▸ **MATERIAL SHOWN**
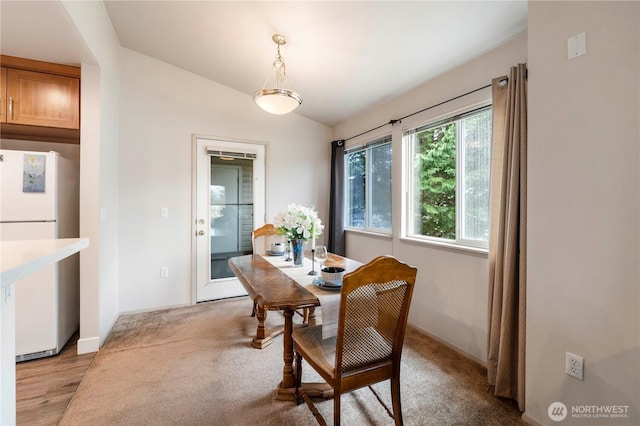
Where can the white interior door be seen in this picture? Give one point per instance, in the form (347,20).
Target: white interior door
(229,204)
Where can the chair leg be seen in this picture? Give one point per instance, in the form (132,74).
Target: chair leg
(395,401)
(336,407)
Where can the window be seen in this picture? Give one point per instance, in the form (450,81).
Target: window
(368,186)
(450,163)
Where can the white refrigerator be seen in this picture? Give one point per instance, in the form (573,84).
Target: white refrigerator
(39,200)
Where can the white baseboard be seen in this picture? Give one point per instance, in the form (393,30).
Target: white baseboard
(86,346)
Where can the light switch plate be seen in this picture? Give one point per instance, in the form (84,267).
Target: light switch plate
(577,45)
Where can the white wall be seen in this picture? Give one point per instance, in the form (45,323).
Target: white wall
(161,108)
(450,298)
(98,173)
(583,212)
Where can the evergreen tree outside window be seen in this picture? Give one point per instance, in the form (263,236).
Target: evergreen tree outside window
(368,187)
(450,177)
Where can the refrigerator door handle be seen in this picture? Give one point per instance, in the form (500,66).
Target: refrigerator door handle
(28,221)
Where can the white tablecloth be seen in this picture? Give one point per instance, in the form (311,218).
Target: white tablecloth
(329,300)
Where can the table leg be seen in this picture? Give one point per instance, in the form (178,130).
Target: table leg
(312,316)
(264,337)
(287,389)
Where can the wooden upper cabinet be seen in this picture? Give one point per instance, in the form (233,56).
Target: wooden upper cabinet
(41,99)
(3,95)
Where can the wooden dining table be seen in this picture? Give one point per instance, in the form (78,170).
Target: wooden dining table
(275,288)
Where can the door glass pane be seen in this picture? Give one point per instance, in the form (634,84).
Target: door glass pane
(230,212)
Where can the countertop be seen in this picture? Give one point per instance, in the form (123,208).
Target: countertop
(21,258)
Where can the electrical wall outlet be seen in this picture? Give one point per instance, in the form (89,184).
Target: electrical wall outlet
(574,366)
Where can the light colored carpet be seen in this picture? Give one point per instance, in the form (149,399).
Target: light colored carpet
(195,366)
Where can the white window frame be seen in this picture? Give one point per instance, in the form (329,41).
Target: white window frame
(408,139)
(384,140)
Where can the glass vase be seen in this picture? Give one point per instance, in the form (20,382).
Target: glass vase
(297,247)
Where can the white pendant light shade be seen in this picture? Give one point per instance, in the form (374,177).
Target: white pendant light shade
(278,100)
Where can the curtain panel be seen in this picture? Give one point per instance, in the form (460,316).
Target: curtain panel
(336,240)
(508,239)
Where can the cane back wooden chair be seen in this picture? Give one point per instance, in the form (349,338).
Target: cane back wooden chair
(374,306)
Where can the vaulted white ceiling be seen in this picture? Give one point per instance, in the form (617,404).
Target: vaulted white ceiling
(342,57)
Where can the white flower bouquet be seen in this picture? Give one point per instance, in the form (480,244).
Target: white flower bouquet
(299,222)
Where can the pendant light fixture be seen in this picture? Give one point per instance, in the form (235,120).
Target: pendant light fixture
(278,100)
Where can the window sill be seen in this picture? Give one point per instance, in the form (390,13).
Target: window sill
(379,235)
(449,246)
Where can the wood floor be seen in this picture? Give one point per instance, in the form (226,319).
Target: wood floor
(44,387)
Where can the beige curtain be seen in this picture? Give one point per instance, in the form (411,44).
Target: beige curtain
(508,240)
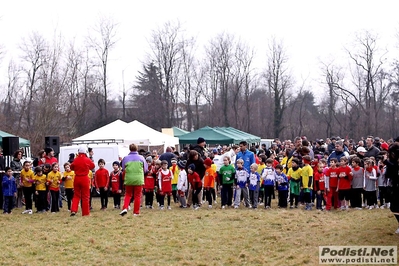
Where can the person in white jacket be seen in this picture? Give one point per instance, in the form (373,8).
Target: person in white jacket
(182,184)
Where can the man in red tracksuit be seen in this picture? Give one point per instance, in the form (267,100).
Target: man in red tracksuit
(81,185)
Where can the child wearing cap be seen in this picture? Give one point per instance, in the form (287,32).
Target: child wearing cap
(149,182)
(307,181)
(294,175)
(226,179)
(370,178)
(241,184)
(165,184)
(345,176)
(175,172)
(282,186)
(196,184)
(209,181)
(116,184)
(182,183)
(101,181)
(254,183)
(68,176)
(9,188)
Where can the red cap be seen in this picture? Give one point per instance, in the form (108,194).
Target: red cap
(385,146)
(208,162)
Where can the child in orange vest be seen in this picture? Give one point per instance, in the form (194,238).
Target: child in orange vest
(209,181)
(116,184)
(165,184)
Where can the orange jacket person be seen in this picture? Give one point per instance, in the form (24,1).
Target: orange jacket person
(81,166)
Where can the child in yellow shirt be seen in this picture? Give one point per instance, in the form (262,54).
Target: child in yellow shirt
(53,181)
(68,177)
(27,176)
(175,177)
(40,180)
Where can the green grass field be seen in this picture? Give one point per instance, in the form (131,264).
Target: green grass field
(188,237)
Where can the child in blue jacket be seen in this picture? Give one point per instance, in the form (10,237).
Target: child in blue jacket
(282,186)
(9,190)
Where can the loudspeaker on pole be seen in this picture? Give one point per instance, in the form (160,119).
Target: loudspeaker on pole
(10,145)
(53,142)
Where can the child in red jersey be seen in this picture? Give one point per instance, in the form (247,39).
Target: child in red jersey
(165,184)
(344,183)
(182,183)
(196,183)
(102,183)
(54,180)
(116,184)
(331,184)
(209,181)
(175,175)
(319,185)
(149,183)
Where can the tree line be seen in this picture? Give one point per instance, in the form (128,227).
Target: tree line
(59,88)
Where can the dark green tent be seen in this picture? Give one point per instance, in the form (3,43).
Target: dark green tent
(250,138)
(177,132)
(211,136)
(22,142)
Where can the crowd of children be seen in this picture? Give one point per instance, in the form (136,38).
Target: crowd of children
(298,179)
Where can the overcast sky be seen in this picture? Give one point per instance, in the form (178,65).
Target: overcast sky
(312,31)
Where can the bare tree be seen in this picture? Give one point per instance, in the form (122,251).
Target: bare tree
(279,81)
(103,40)
(167,47)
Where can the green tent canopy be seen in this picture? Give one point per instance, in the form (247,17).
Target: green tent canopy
(22,142)
(251,138)
(211,136)
(236,135)
(177,132)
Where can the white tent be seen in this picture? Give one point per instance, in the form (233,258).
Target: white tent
(154,137)
(126,133)
(113,132)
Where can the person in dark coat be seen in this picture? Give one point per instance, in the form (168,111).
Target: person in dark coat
(200,148)
(195,159)
(168,155)
(392,173)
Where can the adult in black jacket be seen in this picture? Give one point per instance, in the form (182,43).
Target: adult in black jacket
(372,151)
(200,148)
(168,155)
(392,172)
(195,159)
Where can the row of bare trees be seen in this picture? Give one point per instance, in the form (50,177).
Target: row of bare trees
(58,88)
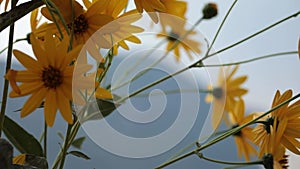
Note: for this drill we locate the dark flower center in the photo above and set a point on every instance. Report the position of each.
(80, 25)
(52, 77)
(173, 36)
(270, 122)
(239, 133)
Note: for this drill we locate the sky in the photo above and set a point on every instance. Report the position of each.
(247, 17)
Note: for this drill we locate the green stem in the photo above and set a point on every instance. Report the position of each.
(8, 66)
(219, 29)
(45, 139)
(227, 134)
(177, 91)
(253, 35)
(65, 148)
(254, 59)
(71, 136)
(200, 155)
(18, 40)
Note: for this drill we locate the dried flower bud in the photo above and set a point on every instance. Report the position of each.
(210, 10)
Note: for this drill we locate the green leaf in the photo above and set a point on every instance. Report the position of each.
(77, 143)
(21, 139)
(60, 135)
(7, 18)
(79, 154)
(100, 110)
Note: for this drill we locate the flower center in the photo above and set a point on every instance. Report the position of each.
(52, 77)
(173, 36)
(239, 133)
(80, 24)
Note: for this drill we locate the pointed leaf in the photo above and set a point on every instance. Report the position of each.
(21, 139)
(77, 143)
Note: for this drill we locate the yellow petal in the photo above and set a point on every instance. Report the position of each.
(50, 107)
(64, 107)
(33, 102)
(102, 93)
(27, 61)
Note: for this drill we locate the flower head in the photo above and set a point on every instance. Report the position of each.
(244, 138)
(226, 94)
(150, 6)
(285, 121)
(47, 79)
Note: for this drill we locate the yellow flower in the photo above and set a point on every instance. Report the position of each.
(48, 78)
(187, 44)
(84, 24)
(98, 14)
(151, 7)
(174, 14)
(274, 156)
(224, 96)
(244, 138)
(287, 122)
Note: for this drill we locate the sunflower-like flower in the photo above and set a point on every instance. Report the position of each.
(176, 41)
(151, 7)
(47, 79)
(287, 122)
(244, 138)
(98, 13)
(173, 15)
(224, 96)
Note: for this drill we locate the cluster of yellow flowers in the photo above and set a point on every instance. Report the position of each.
(49, 78)
(71, 27)
(273, 133)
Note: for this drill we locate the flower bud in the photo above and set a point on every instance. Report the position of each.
(210, 10)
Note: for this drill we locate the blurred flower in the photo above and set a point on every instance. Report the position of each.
(224, 96)
(175, 42)
(151, 7)
(48, 79)
(286, 124)
(274, 155)
(210, 10)
(244, 138)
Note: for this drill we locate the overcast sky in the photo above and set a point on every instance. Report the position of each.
(265, 76)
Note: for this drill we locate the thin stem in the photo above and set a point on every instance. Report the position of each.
(175, 44)
(253, 35)
(135, 65)
(227, 134)
(254, 59)
(219, 29)
(8, 66)
(45, 139)
(200, 155)
(18, 40)
(176, 91)
(65, 148)
(166, 54)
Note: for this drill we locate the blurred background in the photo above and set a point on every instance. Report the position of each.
(264, 78)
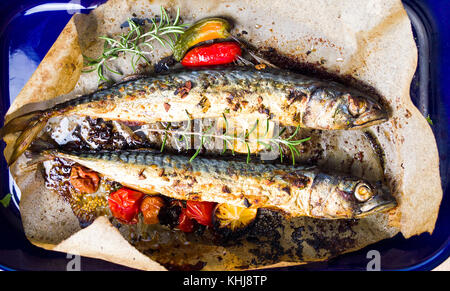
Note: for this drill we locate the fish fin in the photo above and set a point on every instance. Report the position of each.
(19, 123)
(26, 138)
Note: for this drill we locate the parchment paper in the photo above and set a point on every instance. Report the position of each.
(370, 41)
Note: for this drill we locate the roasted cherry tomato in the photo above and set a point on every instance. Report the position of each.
(212, 54)
(124, 205)
(201, 211)
(185, 223)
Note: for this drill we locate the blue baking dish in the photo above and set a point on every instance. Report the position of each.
(28, 28)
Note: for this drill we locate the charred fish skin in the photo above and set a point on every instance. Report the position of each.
(297, 191)
(288, 98)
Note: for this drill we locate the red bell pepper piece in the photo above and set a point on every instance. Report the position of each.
(185, 223)
(124, 205)
(212, 54)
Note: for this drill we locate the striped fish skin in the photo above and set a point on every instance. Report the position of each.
(238, 92)
(291, 99)
(295, 190)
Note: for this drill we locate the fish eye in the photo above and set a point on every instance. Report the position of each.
(363, 192)
(356, 105)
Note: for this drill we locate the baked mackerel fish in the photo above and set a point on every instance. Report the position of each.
(296, 191)
(282, 96)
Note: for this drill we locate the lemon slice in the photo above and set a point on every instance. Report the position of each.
(234, 217)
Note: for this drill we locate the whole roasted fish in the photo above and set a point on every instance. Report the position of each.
(285, 97)
(297, 191)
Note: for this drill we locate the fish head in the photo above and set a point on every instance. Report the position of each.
(357, 111)
(338, 197)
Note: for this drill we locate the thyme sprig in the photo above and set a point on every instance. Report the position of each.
(138, 41)
(228, 139)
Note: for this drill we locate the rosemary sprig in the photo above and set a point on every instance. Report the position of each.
(243, 138)
(137, 41)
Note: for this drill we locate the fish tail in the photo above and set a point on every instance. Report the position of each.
(19, 123)
(31, 125)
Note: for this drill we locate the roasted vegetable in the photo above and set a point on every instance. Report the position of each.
(150, 208)
(124, 205)
(203, 30)
(234, 217)
(84, 180)
(185, 223)
(296, 190)
(212, 54)
(200, 211)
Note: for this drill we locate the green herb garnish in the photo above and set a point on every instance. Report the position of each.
(228, 139)
(137, 42)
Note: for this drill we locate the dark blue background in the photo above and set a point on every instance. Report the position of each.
(24, 41)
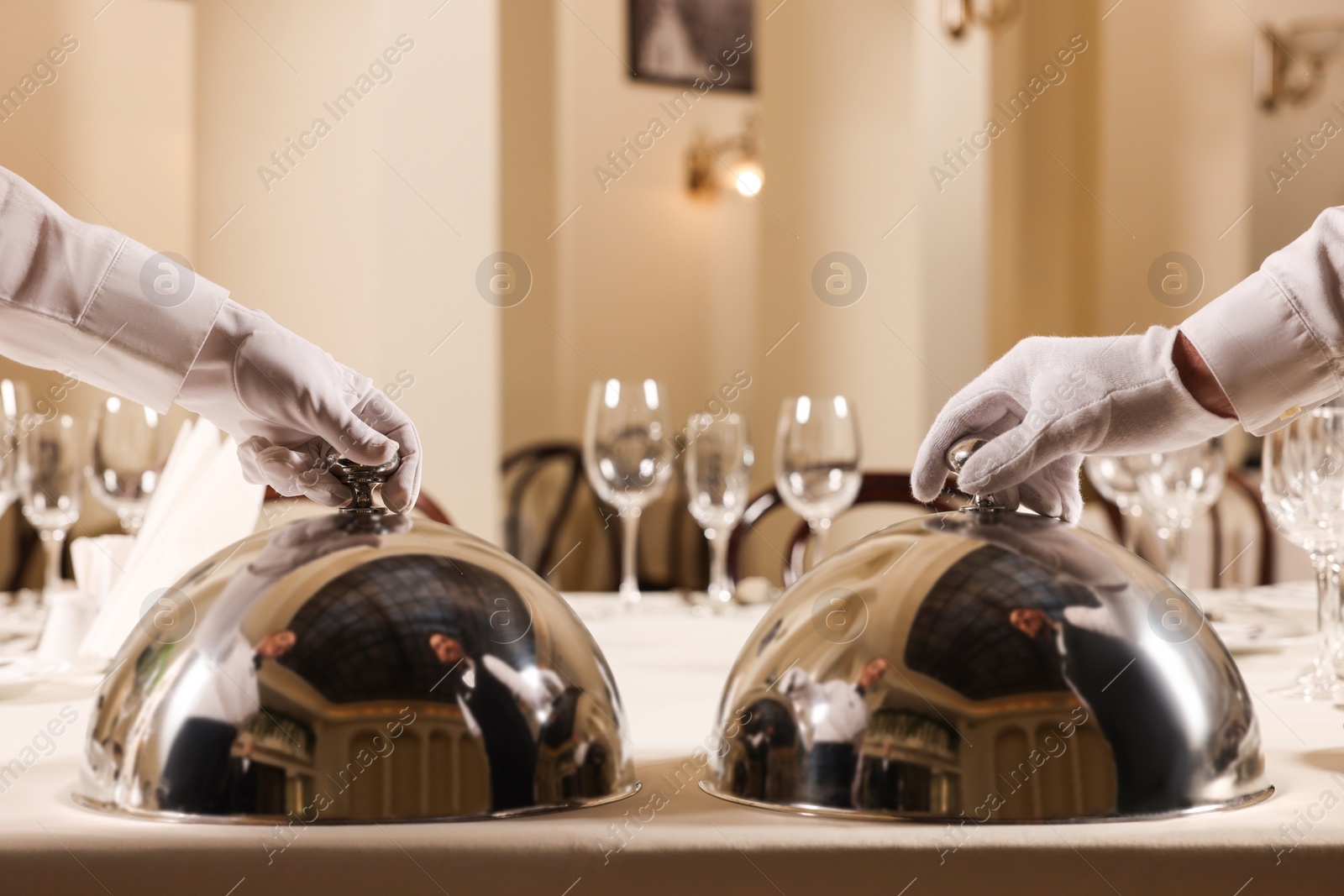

▸ **ACTIVITY**
Begin with the line that contains "Note: for this drill we locate the roasted vegetable" and copy every line through the end of the listing, exactly as written, both ends included. Pictures are not part of the copy.

▸ **COMPLETED TASK**
Note: for this drill we locate the roasted vegetable in the photo above and set a point on every instance. Report the position of each.
(150, 208)
(124, 205)
(203, 30)
(234, 217)
(84, 180)
(185, 223)
(296, 190)
(212, 54)
(200, 211)
Note: for this drill we locate the green herb garnish in the photo above and set a point on every instance. Report the position of each.
(228, 139)
(137, 42)
Note: for this drill we locate the dark blue background in the photo above and set a point on every instance. Report the position of each.
(24, 41)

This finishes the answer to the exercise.